• **Supplied information**:
'''
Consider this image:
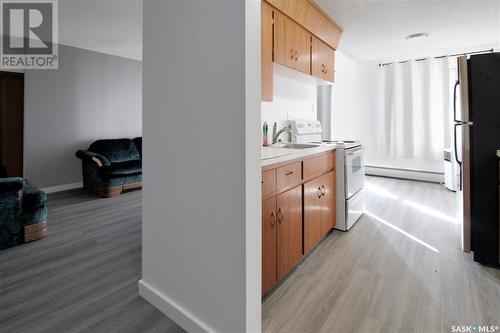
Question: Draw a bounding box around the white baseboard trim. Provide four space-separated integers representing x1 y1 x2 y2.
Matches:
366 165 444 183
42 182 83 193
139 279 215 332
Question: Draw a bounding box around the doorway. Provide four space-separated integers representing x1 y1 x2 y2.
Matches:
0 72 24 177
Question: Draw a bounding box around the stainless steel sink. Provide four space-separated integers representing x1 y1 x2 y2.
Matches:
271 143 320 149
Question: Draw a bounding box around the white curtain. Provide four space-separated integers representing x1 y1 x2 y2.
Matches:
377 57 452 161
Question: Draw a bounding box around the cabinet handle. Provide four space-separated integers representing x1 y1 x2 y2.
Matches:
271 212 276 228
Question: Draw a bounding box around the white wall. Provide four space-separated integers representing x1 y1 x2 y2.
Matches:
139 1 261 332
24 45 142 188
332 51 442 181
261 64 317 141
332 51 381 160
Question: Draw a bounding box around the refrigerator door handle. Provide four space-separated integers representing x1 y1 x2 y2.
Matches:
453 122 463 191
453 80 460 122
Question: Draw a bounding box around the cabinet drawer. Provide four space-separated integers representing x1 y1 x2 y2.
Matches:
276 162 302 191
304 152 335 179
262 169 276 196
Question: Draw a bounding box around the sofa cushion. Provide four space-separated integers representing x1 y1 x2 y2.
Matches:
88 139 141 163
134 137 142 157
99 160 142 177
23 181 47 209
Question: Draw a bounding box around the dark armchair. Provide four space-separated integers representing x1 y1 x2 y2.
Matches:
75 138 142 198
0 168 47 249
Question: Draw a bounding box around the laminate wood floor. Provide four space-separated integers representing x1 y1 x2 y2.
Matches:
0 190 183 333
262 177 500 332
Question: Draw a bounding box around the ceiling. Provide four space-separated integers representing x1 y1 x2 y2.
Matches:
59 0 142 60
316 0 500 62
55 0 500 62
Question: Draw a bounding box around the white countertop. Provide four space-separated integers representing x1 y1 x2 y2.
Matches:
260 144 337 166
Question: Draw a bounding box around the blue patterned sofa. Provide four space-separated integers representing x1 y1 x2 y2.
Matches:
0 166 47 249
75 137 142 198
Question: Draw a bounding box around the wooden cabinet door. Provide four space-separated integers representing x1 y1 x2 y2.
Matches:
262 197 278 294
311 36 335 82
321 171 336 235
276 186 302 279
261 1 273 102
274 11 311 74
304 177 324 253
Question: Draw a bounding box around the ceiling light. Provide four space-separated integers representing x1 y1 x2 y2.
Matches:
406 32 429 39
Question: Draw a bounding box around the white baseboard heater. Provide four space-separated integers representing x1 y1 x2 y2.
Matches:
366 164 444 183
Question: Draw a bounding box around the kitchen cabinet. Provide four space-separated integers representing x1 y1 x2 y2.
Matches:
262 186 302 293
262 198 278 293
304 171 335 253
261 2 273 102
266 0 342 49
311 36 335 82
274 11 311 74
276 186 302 279
261 150 336 294
261 0 342 101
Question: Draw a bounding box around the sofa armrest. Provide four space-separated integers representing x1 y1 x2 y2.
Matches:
0 177 24 193
75 149 111 167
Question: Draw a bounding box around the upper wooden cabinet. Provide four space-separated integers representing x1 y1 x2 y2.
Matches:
261 2 273 102
311 36 335 82
261 0 342 101
266 0 342 49
274 11 311 74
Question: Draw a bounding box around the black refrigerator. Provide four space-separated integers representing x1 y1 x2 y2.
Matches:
454 53 500 267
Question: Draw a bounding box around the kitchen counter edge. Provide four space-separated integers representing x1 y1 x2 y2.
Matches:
261 145 337 167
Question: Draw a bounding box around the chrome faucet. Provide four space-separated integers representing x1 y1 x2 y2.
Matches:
272 123 292 144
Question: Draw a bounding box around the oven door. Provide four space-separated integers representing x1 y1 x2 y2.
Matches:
344 147 365 199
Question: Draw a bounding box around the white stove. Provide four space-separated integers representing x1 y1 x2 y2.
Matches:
288 120 365 231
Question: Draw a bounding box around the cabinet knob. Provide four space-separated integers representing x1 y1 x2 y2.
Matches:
278 207 285 224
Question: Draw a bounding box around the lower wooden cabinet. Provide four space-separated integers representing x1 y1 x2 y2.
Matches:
304 171 335 253
262 151 335 294
262 186 302 294
262 197 278 293
276 186 302 280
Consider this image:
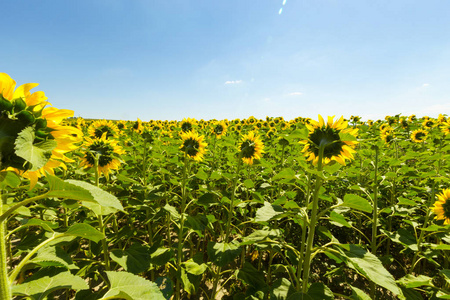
'''
• **Exercise instructions**: How many of the lines above contain the string "handle"? Case matters; reply with the number alone.

• **Result below**: 2